(Excerpt from the dataset)
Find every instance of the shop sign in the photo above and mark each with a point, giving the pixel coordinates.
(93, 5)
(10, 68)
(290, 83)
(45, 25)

◆ EXERCISE INSTRUCTIONS ◆
Put every row above into a numbered list, leaving out any blank lines.

◆ EXPECTED ANSWER ◆
1. Find every instance of the shop sign in the photo above and mark each with a point, giving the pixel coordinates.
2. (93, 5)
3. (10, 68)
4. (290, 83)
5. (45, 25)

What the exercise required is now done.